**DOCUMENT**
▽
The release sits within a broader Donkey Kong revival that began with The Super Mario Bros. Movie (2023), where DK was a major secondary character voiced by Seth Rogen, and continued with the Mario vs. Donkey Kong Switch remake (2024). Bananza adopts the same modern young-DK character design used in those projects — less hunched, more athletic, more expressive — and positions DK as a solo lead carrying his own marquee 3D adventure for the first time in a generation.
Story: The Underground World

Bananza’s story is set on DK Island, where DK and a young Pauline live in a remote community alongside Banandium Gems — luminous, banana-shaped crystallised energy deposits that occur naturally in the island’s rock strata. The Gems are a focal point of the island’s ecology and culture.
A mining corporation called Void Company (also “VoidCo”), made up of primates who have industrialised gem extraction, arrives at the island and begins stripping it of Banandium at unsustainable scale. Their excavations destabilise the surface, eventually causing a massive cave-in that shears off chunks of the island and exposes the Underground World — a previously-unknown system of vast subterranean realms stacked beneath the surface in distinct layers.
△
**RAW RECORDS**
▽
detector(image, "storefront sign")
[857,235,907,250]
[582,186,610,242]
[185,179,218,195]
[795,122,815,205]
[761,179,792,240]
△
**DIRECTIVE 1**
From the Donkey Kong Bananza passage above, set down verbatim the part that opens with the words "The release sits" and closes with "ecology and culture.".
**DIRECTIVE 2**
Using the Donkey Kong Bananza passage above, state whether each statement agrees with it. Give yes or no, followed by the deciding words quoted exactly. (a) In The Super Mario Bros. Movie, DK was voiced by Seth Rogen. (b) The Mario vs. Donkey Kong Switch remake was released in 2023. (c) Void Company is made up of primates.
**DIRECTIVE 3**
Extend the Donkey Kong Bananza passage above, continuing from its final sentence.

**EXERCISE RESULT 1**
The release sits within a broader Donkey Kong revival that began with The Super Mario Bros. Movie (2023), where DK was a major secondary character voiced by Seth Rogen, and continued with the Mario vs. Donkey Kong Switch remake (2024). Bananza adopts the same modern young-DK character design used in those projects — less hunched, more athletic, more expressive — and positions DK as a solo lead carrying his own marquee 3D adventure for the first time in a generation.
Story: The Underground World

Bananza’s story is set on DK Island, where DK and a young Pauline live in a remote community alongside Banandium Gems — luminous, banana-shaped crystallised energy deposits that occur naturally in the island’s rock strata. The Gems are a focal point of the island’s ecology and culture.

**EXERCISE RESULT 2**
(a) Yes: "where DK was a major secondary character voiced by Seth Rogen"
(b) No: "the Mario vs. Donkey Kong Switch remake (2024)"
(c) Yes: "made up of primates who have industrialised gem extraction"

**EXERCISE RESULT 3**
DK and Pauline are dragged underground by the collapse. Pauline, separated from her home, joins forces with DK to descend through the Underground World’s layers in pursuit of Void Company and the stolen Gems. Along the way they meet the four Elders — ancient beast-spirits (Zebra Elder, Ostrich Elder, Elephant Elder, Snake Elder) who teach them the Bananza transformations that turn DK into beast forms when Pauline sings. The dual mechanic of Pauline’s music and DK’s raw strength becomes the throughline of the entire game.
The conflict resolves at the deepest layer of the Underground World, where Void Company’s real goals are revealed. Without spoiling the climax, the game has a substantial postgame that opens up after the main story concludes, expanding the explorable area significantly.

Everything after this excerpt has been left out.